==== Extract to read ====

There is no human power that can be compared with the power of the devil, and
therefore the divine power alone can overcome him, and the divine light alone
can penetrate his devices. No soul therefore can overcome his might without
prayer, or detect his illusions without humility and mortification. Hence the
exhortation of St. Paul to the faithful: ‘Put you on the armour of God, that
you may stand against the deceits of the devil: for our wrestling is not
against flesh and blood.’[67] Blood here is the world,
and the armour of God is prayer and the cross of Christ, wherein consist the
humility and mortification of which I have spoken.
13.
The soul says also that it will cross the frontiers: these are the natural
resistance and rebellion of the flesh against the spirit, for, as St. Paul
saith, the ‘flesh lusteth against the spirit,’[68] and sets itself as a
frontier against the soul on its spiritual road. This frontier the soul must
cross, surmounting difficulties, and trampling underfoot all sensual appetites
and all natural affections with great courage and resolution of spirit: for
while they remain in the soul, the spirit will be by them hindered from
advancing to the true life and spiritual delight. This is set clearly before us
by St. Paul, saying: ‘If by the spirit you mortify the deeds of the flesh, you
shall live.’[69] This, then, is the process
which the soul in this stanza says it becomes it to observe on the way to seek
the Beloved: which briefly is a firm resolution not to stoop to gather flowers
by the way; courage not to fear the wild beasts, and strength to pass by the
mighty and the frontiers; intent solely on going over the mountains and the
strands of the virtues, in the way just explained.
STANZA IV
O
groves and thickets
Planted
by the hand of the Beloved;
O
verdant meads
Enamelled
with flowers,
Tell
me, has He passed by you?
THE
disposition requisite for entering on the spiritual journey, abstinence from
joys and pleasure, being now described; and the courage also with which to
overcome temptations and trials, wherein consists the practice of
self-knowledge, which is the first step of the soul to the knowledge of God.
Now, in this stanza the soul begins to advance through consideration and
knowledge of creatures to the knowledge of the Beloved their Creator. For the
consideration of the creature, after the practice of self-knowledge, is the
first in order on the spiritual road to the knowledge of God, Whose grandeur
and magnificence they declare, as the Apostle saith: ‘For His invisible things
from the creation of the world are seen, being understood by these things that
are made.’[70] It is as if he said, ‘The
invisible things of God are made known to the soul by created things, visible
and invisible.’
2.

====

:: What the task requires ::
According to the commentary on the soul's spiritual road, why must the soul cross the frontiers by trampling down its sensual appetites and natural affections? The listing is separate material with no tie to the commentary on the soul's spiritual road.

==== Information provided ====

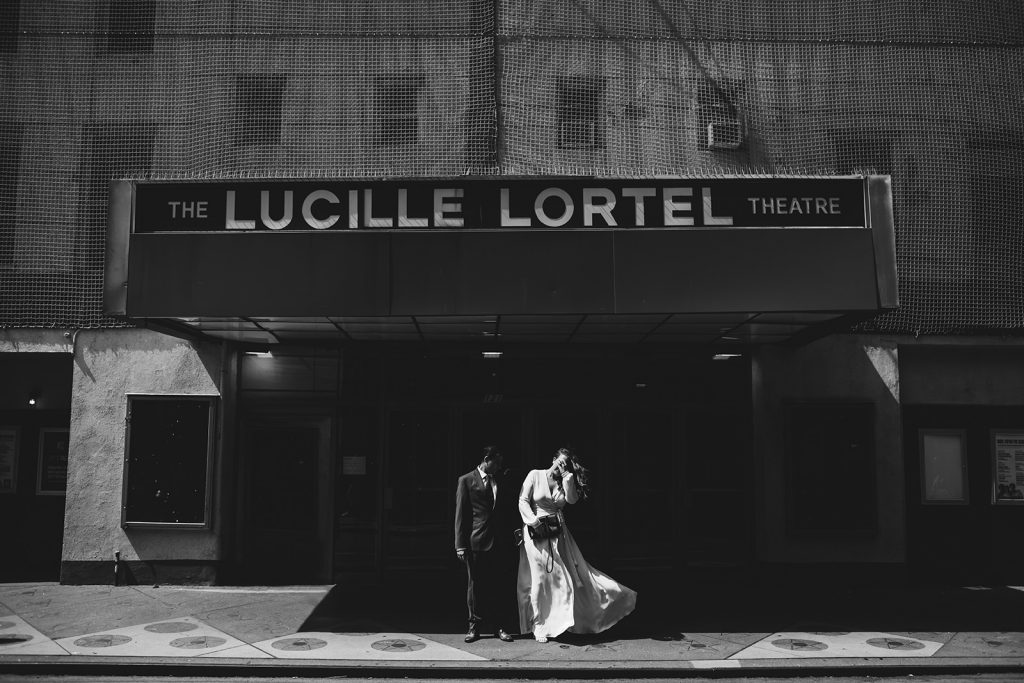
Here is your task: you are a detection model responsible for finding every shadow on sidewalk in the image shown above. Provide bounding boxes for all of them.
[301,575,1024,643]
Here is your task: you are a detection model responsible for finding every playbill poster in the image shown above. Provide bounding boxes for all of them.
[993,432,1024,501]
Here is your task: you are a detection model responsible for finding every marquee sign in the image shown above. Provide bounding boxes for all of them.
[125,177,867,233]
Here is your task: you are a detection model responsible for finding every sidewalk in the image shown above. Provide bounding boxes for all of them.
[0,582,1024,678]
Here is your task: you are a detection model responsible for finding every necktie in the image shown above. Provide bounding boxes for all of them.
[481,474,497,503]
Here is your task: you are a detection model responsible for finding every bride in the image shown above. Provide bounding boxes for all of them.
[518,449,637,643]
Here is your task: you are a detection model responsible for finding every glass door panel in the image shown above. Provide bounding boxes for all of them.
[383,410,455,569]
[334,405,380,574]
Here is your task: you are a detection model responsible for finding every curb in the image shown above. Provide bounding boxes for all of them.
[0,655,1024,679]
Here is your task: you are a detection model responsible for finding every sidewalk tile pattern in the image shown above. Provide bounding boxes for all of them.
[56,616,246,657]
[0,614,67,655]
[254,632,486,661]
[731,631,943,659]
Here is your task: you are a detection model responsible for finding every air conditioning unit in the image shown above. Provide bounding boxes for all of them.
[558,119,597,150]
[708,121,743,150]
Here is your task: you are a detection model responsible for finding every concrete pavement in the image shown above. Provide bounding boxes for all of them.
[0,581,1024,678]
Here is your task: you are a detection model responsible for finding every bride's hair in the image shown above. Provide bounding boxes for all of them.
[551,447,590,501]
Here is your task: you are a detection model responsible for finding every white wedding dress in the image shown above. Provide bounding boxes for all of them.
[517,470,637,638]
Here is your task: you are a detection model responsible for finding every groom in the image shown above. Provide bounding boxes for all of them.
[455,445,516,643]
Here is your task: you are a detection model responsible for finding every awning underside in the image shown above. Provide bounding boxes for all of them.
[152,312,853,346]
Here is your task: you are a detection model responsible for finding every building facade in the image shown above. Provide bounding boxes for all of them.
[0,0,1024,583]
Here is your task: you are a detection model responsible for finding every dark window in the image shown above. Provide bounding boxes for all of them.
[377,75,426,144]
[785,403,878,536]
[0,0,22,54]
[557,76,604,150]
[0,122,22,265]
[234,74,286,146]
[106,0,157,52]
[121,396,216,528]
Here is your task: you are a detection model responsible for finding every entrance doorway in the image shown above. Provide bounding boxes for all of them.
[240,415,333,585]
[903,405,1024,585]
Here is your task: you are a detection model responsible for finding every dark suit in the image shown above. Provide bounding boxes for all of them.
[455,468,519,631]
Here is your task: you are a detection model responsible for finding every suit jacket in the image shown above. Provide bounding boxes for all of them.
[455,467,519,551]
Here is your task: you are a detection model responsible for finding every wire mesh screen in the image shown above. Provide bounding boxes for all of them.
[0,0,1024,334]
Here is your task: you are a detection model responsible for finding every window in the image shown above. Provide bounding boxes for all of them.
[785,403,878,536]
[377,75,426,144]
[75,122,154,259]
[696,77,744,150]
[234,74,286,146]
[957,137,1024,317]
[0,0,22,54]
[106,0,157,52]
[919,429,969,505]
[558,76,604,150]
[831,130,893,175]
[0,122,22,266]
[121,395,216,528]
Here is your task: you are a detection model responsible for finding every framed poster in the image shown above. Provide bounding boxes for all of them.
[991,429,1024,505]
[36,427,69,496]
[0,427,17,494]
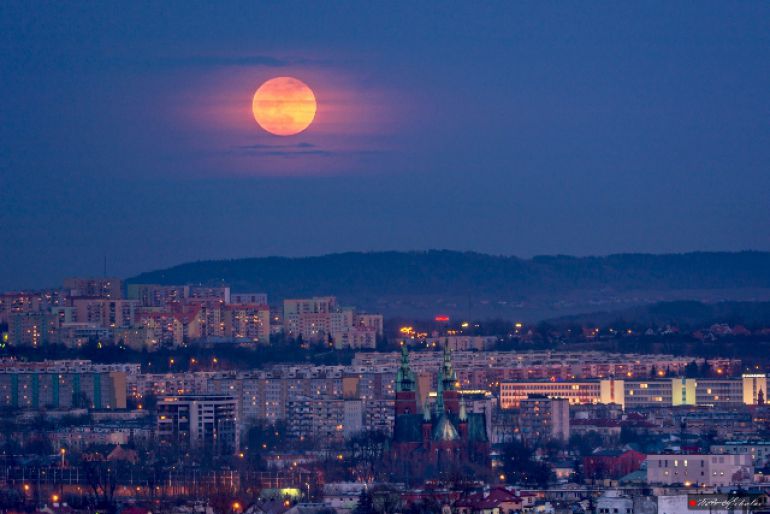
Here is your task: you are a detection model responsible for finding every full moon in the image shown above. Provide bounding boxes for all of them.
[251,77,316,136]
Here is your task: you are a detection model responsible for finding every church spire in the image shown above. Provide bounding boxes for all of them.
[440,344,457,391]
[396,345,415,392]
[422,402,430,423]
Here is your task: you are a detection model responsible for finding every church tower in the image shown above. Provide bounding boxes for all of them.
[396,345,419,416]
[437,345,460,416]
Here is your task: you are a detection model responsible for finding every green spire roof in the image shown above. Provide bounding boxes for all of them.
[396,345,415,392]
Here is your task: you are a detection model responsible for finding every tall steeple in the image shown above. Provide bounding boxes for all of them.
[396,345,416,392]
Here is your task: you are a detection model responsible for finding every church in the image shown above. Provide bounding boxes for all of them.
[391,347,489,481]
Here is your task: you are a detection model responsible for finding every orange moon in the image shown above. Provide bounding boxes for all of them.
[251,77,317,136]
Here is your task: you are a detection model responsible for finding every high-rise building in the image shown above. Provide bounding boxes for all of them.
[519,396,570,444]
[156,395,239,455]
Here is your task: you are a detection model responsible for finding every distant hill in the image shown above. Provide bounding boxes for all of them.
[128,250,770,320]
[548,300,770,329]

====
==== Information provided ====

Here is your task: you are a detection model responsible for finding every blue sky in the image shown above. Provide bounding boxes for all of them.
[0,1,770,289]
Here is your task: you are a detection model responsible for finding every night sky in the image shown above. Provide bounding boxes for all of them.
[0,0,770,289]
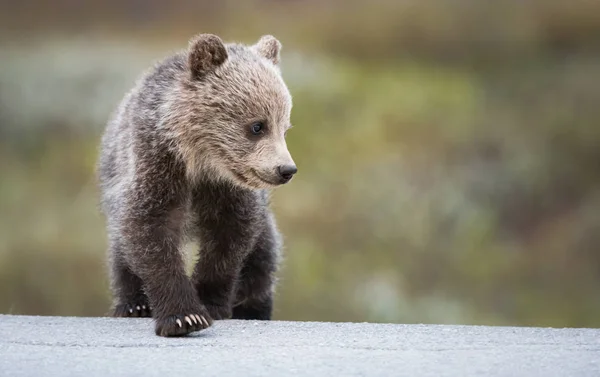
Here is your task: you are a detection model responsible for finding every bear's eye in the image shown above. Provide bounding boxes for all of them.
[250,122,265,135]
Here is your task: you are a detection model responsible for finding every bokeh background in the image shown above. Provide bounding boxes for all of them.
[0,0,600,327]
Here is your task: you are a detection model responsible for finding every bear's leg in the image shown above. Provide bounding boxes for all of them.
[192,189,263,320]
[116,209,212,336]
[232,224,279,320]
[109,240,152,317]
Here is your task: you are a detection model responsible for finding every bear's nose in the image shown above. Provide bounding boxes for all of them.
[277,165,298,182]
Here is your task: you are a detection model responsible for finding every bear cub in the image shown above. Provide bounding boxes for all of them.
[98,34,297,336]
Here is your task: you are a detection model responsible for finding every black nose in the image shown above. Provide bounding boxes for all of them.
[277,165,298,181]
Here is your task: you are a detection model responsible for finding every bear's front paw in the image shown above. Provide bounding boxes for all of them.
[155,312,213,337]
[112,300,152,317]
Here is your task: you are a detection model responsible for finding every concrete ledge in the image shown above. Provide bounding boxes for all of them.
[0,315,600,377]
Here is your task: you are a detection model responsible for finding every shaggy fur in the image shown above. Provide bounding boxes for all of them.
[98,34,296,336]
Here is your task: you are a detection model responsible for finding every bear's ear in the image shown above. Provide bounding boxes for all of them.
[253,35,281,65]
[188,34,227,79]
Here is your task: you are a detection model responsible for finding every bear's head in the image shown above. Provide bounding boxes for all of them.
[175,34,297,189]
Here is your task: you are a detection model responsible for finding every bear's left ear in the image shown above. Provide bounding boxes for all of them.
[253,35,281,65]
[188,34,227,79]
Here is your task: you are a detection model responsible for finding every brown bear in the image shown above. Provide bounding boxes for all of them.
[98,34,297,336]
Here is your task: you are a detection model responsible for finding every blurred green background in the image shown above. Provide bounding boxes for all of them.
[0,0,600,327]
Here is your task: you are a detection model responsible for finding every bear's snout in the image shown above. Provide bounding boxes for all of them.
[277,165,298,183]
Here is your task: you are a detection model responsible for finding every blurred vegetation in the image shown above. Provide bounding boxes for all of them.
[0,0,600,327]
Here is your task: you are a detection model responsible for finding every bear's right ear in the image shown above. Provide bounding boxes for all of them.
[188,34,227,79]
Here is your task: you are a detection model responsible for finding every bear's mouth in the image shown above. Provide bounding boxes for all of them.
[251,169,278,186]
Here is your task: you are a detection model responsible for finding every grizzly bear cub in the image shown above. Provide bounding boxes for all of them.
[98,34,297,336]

====
==== Information provided ====

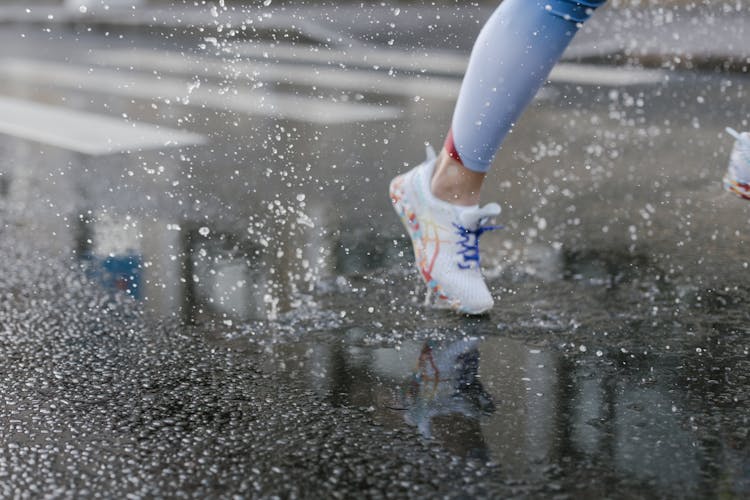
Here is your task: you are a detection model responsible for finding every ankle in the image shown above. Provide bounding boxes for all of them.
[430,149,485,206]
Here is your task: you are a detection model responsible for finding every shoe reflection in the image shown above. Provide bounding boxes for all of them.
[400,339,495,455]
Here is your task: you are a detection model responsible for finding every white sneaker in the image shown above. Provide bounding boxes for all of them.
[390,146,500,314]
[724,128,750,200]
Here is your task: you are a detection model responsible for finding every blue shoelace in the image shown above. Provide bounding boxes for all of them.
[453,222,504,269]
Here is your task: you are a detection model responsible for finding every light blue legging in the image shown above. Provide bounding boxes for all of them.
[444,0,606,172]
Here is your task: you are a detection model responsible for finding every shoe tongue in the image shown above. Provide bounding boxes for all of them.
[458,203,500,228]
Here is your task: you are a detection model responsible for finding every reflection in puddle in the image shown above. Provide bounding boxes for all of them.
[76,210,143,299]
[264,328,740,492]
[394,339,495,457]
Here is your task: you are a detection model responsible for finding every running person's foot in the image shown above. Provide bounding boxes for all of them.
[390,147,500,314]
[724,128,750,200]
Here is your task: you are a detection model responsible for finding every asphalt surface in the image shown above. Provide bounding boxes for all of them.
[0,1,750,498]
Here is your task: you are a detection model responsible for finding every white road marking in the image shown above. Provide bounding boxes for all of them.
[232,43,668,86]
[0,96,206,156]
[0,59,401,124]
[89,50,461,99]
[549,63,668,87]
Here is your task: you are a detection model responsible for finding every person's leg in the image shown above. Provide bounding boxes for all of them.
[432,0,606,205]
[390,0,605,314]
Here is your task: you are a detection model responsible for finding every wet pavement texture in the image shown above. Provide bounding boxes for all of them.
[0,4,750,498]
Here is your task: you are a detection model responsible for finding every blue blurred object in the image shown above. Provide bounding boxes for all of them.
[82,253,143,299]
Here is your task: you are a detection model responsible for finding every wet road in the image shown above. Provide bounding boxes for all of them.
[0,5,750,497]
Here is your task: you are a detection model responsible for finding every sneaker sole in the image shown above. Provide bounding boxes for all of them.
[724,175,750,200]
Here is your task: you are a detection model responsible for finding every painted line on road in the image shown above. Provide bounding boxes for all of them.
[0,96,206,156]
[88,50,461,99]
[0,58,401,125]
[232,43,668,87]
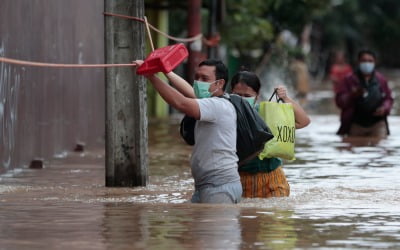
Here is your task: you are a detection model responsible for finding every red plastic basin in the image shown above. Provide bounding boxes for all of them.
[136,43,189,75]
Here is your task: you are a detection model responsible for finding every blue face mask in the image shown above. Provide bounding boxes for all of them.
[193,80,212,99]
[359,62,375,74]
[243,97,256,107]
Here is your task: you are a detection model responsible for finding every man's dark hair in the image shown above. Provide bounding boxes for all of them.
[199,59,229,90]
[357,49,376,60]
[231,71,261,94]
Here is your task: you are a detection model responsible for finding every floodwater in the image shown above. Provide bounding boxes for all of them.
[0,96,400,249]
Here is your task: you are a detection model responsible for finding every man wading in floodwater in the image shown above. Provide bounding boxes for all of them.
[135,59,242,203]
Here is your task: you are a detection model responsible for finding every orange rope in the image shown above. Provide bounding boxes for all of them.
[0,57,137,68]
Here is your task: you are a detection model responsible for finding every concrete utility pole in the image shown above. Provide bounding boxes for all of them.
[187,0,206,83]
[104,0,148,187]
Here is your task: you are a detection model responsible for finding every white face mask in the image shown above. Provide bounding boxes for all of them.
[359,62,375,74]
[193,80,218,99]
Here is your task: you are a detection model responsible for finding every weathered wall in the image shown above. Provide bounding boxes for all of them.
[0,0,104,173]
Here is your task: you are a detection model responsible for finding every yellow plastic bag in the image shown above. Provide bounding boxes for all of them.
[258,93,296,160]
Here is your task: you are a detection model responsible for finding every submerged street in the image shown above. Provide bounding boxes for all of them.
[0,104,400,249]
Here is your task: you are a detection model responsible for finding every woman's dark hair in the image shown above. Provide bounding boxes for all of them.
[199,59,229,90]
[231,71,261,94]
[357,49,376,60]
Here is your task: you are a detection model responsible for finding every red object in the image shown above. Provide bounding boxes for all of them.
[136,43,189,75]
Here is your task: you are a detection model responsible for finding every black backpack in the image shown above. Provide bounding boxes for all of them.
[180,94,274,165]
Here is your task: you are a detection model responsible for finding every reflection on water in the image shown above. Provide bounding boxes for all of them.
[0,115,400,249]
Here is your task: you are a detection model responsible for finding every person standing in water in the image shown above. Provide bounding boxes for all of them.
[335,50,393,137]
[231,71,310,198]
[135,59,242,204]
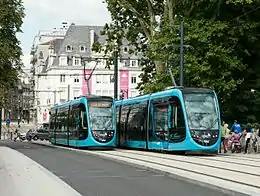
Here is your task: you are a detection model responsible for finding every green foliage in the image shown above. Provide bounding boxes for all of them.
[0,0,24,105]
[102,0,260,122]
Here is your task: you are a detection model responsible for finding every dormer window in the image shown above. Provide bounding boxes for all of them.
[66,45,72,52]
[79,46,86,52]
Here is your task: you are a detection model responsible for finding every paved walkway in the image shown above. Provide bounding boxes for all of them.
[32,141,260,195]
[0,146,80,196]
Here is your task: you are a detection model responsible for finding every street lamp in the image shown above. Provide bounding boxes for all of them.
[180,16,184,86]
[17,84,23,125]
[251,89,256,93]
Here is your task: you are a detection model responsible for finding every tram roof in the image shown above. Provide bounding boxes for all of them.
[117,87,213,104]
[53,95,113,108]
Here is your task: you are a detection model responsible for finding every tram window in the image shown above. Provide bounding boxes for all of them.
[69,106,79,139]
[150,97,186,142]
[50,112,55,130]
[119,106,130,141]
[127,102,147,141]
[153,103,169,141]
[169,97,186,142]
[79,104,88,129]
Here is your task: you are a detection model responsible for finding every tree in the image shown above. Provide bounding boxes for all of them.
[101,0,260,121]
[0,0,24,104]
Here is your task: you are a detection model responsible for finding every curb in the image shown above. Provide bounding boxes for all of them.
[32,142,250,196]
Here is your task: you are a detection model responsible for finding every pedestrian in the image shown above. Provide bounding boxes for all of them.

====

:: Response to this task ::
While those appetites and affections remain in the soul, they hinder the spirit from advancing to the true life and spiritual delight. The flesh sets itself as a frontier against the soul on its spiritual road, so the soul has to cross it with courage and resolution.